En plus de ses arguments initiaux, rejetés pour « défaut de preuve », l’auteur de la saisine a aussi invoqué la réunion du Conseil suprême de défense nationale du 28 novembre 2024, en demandant à la Cour à ce que les éléments d’analyse de celui-ci soient pris en compte. La Cour a rejeté la demande du fait que ladite analyse ne portait pas sur les aspects concrets du vote et de l’établissement des résultats : « concernant la possibilité de demander l’analyse du Conseil suprême de défense nationale du 28 novembre 2024, en référence aux éventuels risques pour la sécurité nationale générés par les actions des acteurs cybernétiques étatiques et non étatiques sur les infrastructures IT&C, soutenant le processus électoral, il a été démontré que cela n’est admissible que si l’analyse concerne des aspects concrets concernant le vote et l’établissement des résultats qui auraient pu se produire par fraude susceptible de modifier l’attribution du mandat ou, le cas échéant, l’ordre des candidats qui peuvent participer au second tour de scrutin. ».

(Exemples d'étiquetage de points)
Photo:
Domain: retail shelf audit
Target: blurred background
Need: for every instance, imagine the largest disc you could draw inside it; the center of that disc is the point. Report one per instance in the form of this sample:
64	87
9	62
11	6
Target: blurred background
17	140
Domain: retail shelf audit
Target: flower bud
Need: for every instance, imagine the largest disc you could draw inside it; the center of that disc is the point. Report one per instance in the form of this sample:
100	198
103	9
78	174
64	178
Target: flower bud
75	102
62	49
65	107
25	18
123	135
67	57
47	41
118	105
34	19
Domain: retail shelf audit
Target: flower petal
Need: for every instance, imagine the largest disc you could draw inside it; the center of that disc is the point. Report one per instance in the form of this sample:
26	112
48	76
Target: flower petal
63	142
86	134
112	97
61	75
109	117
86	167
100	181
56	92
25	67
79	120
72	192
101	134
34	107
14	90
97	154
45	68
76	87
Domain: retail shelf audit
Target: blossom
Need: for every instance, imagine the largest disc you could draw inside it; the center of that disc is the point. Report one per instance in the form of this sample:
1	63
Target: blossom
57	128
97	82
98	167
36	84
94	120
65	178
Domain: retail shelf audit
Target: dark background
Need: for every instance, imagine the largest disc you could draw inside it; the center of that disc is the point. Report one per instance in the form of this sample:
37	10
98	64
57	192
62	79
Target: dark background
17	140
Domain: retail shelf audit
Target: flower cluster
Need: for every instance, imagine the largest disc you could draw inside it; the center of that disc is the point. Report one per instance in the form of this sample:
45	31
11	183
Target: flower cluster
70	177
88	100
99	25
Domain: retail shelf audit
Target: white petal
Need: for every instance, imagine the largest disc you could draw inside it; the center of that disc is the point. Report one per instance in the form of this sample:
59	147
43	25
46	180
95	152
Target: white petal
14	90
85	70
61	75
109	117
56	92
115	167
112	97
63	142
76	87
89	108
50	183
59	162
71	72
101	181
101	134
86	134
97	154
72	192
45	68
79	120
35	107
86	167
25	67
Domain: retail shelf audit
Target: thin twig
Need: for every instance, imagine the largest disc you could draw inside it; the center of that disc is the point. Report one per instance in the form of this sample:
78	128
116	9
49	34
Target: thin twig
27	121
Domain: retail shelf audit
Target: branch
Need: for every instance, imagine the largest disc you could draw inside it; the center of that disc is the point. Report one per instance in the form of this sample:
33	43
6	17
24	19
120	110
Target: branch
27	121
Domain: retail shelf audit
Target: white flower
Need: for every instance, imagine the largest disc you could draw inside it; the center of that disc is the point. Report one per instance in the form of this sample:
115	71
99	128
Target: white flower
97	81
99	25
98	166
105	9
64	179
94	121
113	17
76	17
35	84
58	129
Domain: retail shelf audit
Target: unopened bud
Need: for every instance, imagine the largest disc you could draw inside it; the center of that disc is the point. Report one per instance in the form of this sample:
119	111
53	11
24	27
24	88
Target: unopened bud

▶ Consigne: Traduisez en anglais la phrase suivante du texte à lire : « En plus de ses arguments initiaux, rejetés pour « défaut de preuve », l’auteur de la saisine a aussi invoqué la réunion du Conseil suprême de défense nationale du 28 novembre 2024, en demandant à la Cour à ce que les éléments d’analyse de celui-ci soient pris en compte. »

▶ Résultat: In addition to the initial arguments, rejected for "lack of evidence," the author of the referral also invoked the meeting of the Supreme Council of National Defense of November 28, 2024, asking the Court to take the Council's elements of analysis into account.